> _Short task_: Write out the complete material exactly as it stands.

> _Information shown_:
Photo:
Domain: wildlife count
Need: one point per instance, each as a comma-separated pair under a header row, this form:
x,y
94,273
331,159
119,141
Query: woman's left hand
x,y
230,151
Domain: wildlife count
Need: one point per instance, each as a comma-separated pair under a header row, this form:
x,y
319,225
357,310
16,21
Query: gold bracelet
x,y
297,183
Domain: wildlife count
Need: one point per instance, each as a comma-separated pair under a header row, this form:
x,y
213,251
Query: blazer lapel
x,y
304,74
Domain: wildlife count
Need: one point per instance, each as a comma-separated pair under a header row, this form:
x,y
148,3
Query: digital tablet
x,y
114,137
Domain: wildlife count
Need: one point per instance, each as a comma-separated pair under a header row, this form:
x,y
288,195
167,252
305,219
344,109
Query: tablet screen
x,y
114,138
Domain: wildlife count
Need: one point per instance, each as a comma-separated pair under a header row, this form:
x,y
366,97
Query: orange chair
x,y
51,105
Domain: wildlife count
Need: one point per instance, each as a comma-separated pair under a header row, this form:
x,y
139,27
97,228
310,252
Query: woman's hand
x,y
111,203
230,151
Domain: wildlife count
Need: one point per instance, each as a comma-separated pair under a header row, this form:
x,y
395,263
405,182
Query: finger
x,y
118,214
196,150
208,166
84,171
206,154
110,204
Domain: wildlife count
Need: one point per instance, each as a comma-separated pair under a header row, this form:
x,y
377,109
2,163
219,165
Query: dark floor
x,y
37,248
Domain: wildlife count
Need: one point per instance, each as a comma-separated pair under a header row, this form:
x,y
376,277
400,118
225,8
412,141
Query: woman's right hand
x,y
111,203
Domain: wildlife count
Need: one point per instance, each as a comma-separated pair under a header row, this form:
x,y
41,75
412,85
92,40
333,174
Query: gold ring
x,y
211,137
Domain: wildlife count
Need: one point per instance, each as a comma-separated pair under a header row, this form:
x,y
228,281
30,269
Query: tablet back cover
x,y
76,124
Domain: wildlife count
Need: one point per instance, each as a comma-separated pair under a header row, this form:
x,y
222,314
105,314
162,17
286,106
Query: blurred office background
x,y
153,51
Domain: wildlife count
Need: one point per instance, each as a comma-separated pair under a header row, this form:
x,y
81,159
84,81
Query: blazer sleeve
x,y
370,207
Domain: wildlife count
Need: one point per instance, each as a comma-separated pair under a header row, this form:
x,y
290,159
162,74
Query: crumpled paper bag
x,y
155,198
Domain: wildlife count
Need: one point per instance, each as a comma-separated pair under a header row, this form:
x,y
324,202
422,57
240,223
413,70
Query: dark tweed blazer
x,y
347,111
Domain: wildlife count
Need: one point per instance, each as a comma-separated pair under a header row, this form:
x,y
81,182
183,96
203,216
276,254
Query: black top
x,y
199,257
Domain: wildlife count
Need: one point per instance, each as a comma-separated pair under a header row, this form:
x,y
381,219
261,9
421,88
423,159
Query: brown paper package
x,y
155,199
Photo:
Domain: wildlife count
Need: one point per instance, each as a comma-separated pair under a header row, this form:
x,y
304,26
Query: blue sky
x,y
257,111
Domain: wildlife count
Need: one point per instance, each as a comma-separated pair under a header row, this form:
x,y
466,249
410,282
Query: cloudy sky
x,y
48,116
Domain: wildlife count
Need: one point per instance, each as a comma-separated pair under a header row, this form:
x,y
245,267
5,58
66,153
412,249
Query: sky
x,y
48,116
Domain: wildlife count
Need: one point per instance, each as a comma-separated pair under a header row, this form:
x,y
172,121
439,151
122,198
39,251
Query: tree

> _Exercise answer_:
Photo:
Domain: wildlife count
Need: one point per instance, each as a comma-separated pair under a header row, this form:
x,y
94,273
331,159
119,141
Query: woman's left hand
x,y
230,151
Domain: wildlife count
Need: one point per instance, each as a comma-separated pair under a header row, this form:
x,y
319,225
357,310
16,21
Query: gold bracelet
x,y
297,183
Domain: wildlife count
Need: one point per instance, each as a comma-separated pair under a header row, this form:
x,y
213,251
Query: blazer lapel
x,y
304,74
Domain: wildlife count
Need: one point per instance, each as a comma-separated pair under a header row, this form:
x,y
148,3
Query: digital tablet
x,y
114,137
Domain: wildlife count
Need: one point per instance, each as a comma-separated pair under a header row, this form:
x,y
288,195
167,252
305,219
344,109
Query: tablet screen
x,y
114,138
Domain: wildlife count
Need: one point per instance, each as a comma-separated pair under a header row, this form:
x,y
366,97
Query: orange chair
x,y
51,105
Domain: wildlife count
Need: one point per instance, each as a comma-separated pair under a header row, this form:
x,y
139,27
97,228
310,252
Query: woman's hand
x,y
111,203
230,151
Domain: wildlife count
Need: one point per instance, each as a comma-separated pair under a header row, this form:
x,y
395,263
405,182
Query: finger
x,y
118,214
196,150
208,166
84,171
206,154
110,204
Domain: wildlife count
Need: one point per instance, each as a comma-separated pair under a header row, this form:
x,y
377,109
2,163
219,165
Query: dark floor
x,y
37,248
Domain: wildlife count
Need: one point per instance, each as a comma-separated pair under a header row, this form:
x,y
376,277
400,118
225,8
412,141
Query: woman's right hand
x,y
111,203
Domain: wildlife count
Need: one point per instance, each as a comma-separated pair under a header row, this form:
x,y
41,75
412,85
92,40
333,174
Query: gold ring
x,y
211,137
Domain: wildlife count
Need: one point per instance, each as a comma-separated pair under a header row, this form:
x,y
228,281
30,269
Query: tablet back cover
x,y
76,124
Domain: wildlife count
Need: one point per instance, each as a comma-separated pair under a header row, this form:
x,y
222,314
105,314
162,17
286,106
Query: blurred office background
x,y
153,51
Domain: wildlife count
Need: one point per instance, each as a comma-separated pair under a header row, this form:
x,y
81,159
84,81
Query: blazer sleeve
x,y
370,207
Domain: wildlife count
Need: one point per instance, each as a comma-separated pair under a header row, this form:
x,y
290,159
162,74
Query: crumpled paper bag
x,y
155,198
Domain: wildlife count
Need: one point per instance, each as a comma-separated pair under a header row, this form:
x,y
324,202
422,57
240,223
413,70
Query: dark tweed blazer
x,y
347,111
Domain: wildlife count
Need: one point per instance, each as a comma-separated pair under a header row, this form:
x,y
81,182
183,96
203,216
276,254
Query: black top
x,y
199,257
Domain: wildlife count
Need: one point per instance, each as a comma-separated pair under a header row, this form:
x,y
381,219
261,9
421,88
423,159
Query: brown paper package
x,y
155,199
Photo:
Domain: wildlife count
Need: one point per instance, each as a comma-separated pair under a header row, this form:
x,y
304,26
Query: blue sky
x,y
257,111
Domain: wildlife count
Need: one point per instance, each as a comma-separated pair under a header row, this form:
x,y
466,249
410,282
Query: cloudy sky
x,y
48,116
Domain: wildlife count
Need: one point per instance, each as a comma-separated pair under a header row, this form:
x,y
245,267
5,58
66,153
412,249
Query: sky
x,y
48,116
Domain: wildlife count
Need: one point per instance, each as a comma-separated pair under a header row, this form:
x,y
172,121
439,151
122,198
39,251
Query: tree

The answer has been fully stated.